*** Data shown ***

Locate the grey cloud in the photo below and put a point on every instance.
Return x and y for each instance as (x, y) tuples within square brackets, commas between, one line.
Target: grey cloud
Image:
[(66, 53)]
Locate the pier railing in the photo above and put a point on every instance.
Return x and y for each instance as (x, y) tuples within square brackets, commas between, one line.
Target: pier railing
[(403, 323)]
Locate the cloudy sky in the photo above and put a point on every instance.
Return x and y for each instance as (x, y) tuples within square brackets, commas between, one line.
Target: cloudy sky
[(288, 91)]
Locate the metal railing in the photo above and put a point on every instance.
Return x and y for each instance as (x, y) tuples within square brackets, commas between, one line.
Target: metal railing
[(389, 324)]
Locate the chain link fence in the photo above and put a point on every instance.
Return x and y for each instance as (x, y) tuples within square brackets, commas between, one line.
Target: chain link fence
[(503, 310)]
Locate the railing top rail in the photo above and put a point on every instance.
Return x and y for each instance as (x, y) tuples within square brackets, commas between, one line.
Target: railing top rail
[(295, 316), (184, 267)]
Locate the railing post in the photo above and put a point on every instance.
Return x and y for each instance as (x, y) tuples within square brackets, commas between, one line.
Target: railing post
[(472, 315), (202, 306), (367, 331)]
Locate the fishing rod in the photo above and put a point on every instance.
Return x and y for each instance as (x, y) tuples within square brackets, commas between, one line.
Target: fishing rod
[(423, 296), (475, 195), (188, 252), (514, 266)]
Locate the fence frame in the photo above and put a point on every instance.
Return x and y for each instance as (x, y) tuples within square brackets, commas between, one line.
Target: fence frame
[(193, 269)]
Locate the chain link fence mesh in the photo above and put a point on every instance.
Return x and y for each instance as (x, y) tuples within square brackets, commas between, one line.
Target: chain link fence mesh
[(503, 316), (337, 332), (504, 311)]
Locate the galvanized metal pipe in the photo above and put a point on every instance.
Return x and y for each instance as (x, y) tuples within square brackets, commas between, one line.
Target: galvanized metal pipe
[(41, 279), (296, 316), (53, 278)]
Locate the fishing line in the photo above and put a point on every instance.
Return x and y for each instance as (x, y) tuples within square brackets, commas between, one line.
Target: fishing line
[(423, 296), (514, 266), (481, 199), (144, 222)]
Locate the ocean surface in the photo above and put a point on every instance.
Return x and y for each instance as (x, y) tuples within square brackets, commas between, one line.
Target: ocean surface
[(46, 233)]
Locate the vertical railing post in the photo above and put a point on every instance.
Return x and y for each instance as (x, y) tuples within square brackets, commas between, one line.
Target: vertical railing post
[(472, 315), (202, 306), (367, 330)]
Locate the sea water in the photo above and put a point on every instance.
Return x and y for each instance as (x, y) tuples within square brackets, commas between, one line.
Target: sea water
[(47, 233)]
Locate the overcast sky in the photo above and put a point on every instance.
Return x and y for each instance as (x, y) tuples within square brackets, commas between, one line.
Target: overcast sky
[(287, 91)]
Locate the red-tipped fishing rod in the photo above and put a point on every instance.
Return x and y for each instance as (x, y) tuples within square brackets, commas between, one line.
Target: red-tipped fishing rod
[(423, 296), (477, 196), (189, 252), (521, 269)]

***
*** Data shown ***

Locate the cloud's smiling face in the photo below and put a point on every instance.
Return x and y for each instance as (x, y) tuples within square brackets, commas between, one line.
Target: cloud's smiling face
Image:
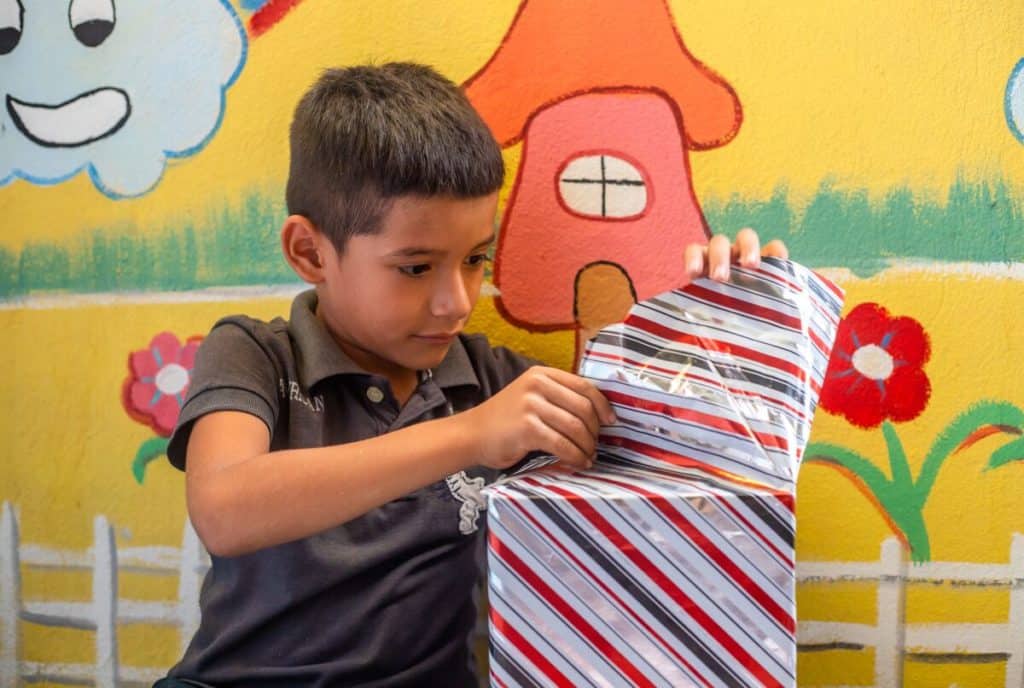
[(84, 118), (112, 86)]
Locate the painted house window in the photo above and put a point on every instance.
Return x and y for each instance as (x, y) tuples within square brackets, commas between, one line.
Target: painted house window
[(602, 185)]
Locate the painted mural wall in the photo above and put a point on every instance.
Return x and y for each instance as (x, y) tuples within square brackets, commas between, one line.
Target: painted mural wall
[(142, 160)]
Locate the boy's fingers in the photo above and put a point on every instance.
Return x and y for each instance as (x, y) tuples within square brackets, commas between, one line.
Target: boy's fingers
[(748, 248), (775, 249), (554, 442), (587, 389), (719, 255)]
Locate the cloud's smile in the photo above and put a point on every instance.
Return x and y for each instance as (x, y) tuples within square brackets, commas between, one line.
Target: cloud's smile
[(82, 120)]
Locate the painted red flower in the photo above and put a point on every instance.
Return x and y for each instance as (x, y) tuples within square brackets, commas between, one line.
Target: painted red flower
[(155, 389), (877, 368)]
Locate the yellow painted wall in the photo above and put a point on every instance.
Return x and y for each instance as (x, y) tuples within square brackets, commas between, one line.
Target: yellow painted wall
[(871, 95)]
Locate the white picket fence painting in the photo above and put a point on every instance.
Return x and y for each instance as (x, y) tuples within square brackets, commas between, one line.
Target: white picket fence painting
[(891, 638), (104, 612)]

***

** Aim of the exercise **
If a line above holds the string "smiling", return it as it stands.

** Expected answer **
Locate the cloud's smiling face in the photo below and put a point on every instance.
Target: cloud's smiling face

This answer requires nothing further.